# [Assignment]
Go through the data below. Pull out every line that has the word "give".

# [Supplied material]

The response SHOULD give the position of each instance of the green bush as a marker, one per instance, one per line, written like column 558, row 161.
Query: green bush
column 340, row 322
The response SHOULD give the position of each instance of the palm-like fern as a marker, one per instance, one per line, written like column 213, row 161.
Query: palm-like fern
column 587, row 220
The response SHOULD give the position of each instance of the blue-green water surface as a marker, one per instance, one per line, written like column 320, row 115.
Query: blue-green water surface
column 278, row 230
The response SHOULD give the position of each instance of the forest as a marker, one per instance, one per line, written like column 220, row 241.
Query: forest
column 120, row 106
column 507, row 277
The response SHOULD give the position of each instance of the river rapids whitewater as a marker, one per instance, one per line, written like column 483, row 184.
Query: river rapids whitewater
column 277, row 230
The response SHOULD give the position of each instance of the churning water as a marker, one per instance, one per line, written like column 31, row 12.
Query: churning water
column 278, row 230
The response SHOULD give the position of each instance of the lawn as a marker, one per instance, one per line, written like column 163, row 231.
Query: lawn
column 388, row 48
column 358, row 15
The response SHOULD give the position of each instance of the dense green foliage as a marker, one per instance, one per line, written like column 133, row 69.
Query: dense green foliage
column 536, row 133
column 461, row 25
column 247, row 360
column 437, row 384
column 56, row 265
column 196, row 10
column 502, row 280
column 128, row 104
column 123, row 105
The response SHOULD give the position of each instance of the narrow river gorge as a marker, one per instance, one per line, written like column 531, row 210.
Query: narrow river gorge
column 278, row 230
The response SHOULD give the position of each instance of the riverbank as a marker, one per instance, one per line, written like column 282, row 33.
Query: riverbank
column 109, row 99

# [Result of this task]
The response SHOULD give the position of each instance of the green bush as a marker, one per instance, one per line, written like column 558, row 161.
The response SHOULD give the position of each instance of the palm-like fern as a marker, one per instance, one per line, written like column 213, row 161.
The response SHOULD give the position of each instance of the blue-green water surface as a marker, one per instance, one per line, written like column 320, row 115.
The response SHOULD give the position of each instance of the forest as a marker, one per instance, one per line, written like column 220, row 241.
The response SHOULD give the position of each instance of the river rapids whitewater as a marker, one per instance, one per line, written like column 483, row 184.
The response SHOULD give the position of each instance of the churning water as a marker, one per instance, one per line, written like column 31, row 12.
The response SHOULD give the position of each instance of the lawn as a marker, one per instance, one per line, written like column 163, row 231.
The response SHOULD give the position of each instance of the dense green foliage as a marker, one per instance, one per line, written like column 133, row 69.
The response SHOULD give the position of each instance of the narrow river gorge as a marker, one per instance, one per line, written like column 531, row 210.
The response SHOULD give the position of each instance of the riverbank as a marker, one per instance, one per line, written like column 282, row 33.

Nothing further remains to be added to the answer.